**** Material shown ****
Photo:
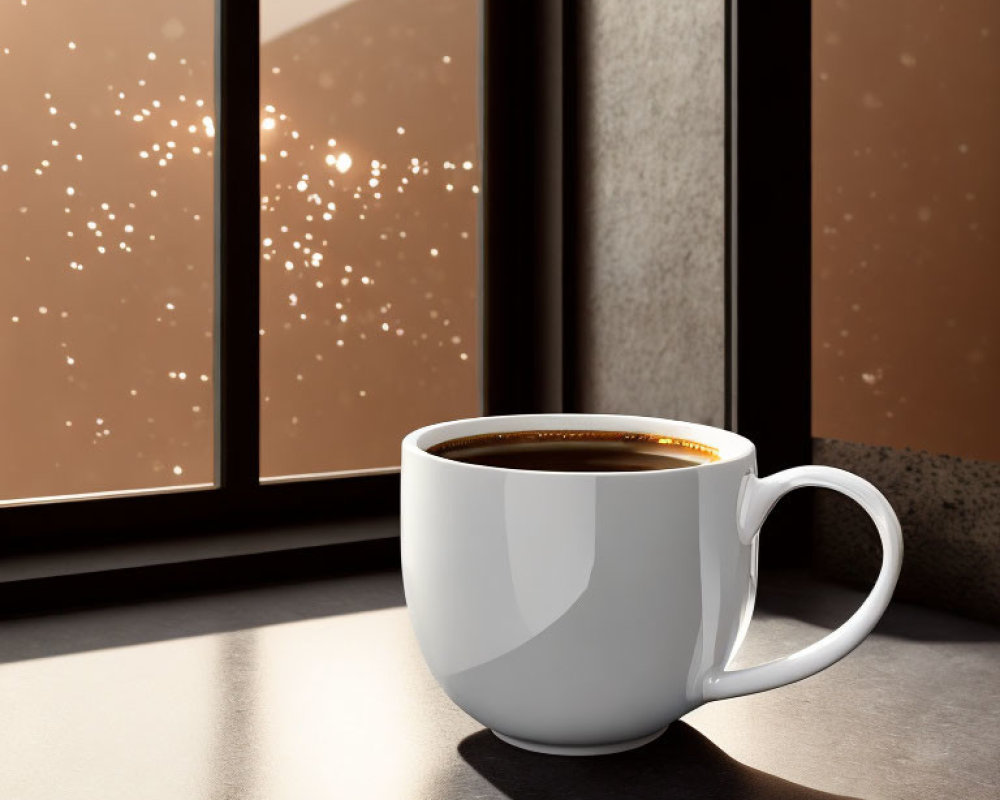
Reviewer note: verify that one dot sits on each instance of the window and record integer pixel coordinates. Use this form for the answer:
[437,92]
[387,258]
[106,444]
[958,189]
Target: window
[241,434]
[897,100]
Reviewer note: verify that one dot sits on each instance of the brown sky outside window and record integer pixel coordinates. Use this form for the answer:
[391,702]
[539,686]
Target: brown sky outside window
[906,241]
[369,218]
[106,237]
[106,216]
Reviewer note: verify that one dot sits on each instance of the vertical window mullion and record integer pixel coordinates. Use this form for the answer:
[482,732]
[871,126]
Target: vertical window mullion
[237,340]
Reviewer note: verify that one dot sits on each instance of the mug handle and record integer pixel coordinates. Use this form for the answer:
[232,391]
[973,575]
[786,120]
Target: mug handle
[758,497]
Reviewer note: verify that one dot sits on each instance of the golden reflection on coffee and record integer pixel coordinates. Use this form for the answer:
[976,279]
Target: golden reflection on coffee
[577,451]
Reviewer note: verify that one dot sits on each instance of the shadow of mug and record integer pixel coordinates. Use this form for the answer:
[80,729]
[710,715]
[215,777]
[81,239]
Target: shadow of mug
[680,763]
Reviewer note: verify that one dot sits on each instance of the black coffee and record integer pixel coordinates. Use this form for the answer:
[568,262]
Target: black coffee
[576,451]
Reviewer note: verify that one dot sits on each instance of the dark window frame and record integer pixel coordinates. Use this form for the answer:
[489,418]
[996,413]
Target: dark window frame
[521,298]
[769,248]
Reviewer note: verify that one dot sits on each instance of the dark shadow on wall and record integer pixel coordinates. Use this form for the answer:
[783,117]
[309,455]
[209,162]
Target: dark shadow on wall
[681,763]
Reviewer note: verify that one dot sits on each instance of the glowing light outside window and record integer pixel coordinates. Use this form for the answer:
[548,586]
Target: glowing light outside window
[906,198]
[370,183]
[106,246]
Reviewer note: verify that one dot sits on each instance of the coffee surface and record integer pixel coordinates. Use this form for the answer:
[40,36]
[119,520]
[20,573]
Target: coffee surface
[576,451]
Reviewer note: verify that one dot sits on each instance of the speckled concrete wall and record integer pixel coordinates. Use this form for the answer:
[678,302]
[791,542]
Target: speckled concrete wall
[653,208]
[948,508]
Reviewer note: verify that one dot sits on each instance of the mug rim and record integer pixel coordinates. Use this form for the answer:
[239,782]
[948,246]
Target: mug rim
[730,446]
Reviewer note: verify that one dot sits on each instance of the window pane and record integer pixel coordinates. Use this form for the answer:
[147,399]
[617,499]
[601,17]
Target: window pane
[906,197]
[370,181]
[106,246]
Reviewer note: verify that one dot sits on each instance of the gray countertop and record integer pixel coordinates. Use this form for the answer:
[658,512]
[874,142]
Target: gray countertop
[317,690]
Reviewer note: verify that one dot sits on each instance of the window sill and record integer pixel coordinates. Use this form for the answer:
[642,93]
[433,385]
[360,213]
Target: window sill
[182,549]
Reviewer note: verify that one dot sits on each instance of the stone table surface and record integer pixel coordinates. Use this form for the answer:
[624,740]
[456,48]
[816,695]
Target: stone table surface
[317,690]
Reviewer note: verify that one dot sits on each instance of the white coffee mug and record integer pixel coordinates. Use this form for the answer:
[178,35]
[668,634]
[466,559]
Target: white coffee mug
[581,613]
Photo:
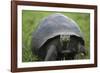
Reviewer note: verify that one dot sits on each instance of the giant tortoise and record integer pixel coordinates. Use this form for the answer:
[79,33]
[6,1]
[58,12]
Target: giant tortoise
[58,38]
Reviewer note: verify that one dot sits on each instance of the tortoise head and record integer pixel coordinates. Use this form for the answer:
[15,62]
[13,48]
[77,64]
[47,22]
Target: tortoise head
[72,47]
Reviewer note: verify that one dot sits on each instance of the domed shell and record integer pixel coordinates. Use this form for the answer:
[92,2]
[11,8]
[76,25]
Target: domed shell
[54,25]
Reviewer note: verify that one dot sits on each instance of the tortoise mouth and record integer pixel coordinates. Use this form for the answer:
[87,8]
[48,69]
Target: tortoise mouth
[68,55]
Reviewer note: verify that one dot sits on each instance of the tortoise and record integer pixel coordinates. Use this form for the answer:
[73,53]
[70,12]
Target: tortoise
[58,37]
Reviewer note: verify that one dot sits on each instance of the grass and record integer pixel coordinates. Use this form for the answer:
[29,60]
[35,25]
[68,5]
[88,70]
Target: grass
[31,19]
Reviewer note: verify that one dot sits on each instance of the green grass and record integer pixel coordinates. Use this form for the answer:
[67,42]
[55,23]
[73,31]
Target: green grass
[31,19]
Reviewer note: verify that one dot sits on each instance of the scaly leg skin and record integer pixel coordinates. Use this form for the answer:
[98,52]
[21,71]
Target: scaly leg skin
[51,53]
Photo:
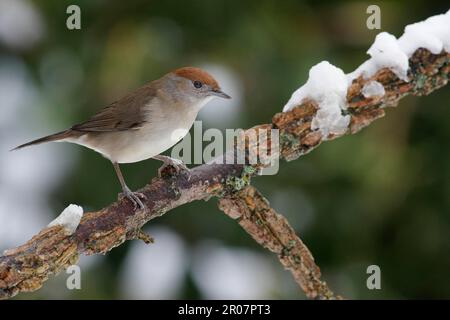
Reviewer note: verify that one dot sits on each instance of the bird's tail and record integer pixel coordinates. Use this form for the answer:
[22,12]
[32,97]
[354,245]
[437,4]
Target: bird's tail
[53,137]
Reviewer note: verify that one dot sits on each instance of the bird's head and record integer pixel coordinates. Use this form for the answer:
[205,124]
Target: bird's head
[194,85]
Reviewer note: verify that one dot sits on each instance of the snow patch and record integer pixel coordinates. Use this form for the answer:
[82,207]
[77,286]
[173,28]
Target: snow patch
[385,53]
[373,89]
[326,85]
[69,218]
[432,34]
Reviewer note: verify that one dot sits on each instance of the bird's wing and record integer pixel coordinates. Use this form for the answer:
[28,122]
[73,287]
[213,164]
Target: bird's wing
[128,113]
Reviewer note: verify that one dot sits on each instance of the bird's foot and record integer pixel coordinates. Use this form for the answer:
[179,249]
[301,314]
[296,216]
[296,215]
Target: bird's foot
[134,197]
[171,166]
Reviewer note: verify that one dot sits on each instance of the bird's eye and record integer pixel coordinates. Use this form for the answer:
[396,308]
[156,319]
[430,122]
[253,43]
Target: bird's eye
[198,84]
****
**Problem details:**
Starting with the line containing "the bird's eye" and going on through the last of the lines above, write those lines out again. Shift both values of every answer point coordinate up by 50, and leave the coordinates listed under "Use this form for the answer:" as they are.

**Problem solution:**
Reviewer note: verify that one dot sits on each instance of the bird's eye and record integer pixel coordinates. Use this form for the answer:
[396,308]
[156,319]
[430,122]
[253,43]
Target: bird's eye
[248,134]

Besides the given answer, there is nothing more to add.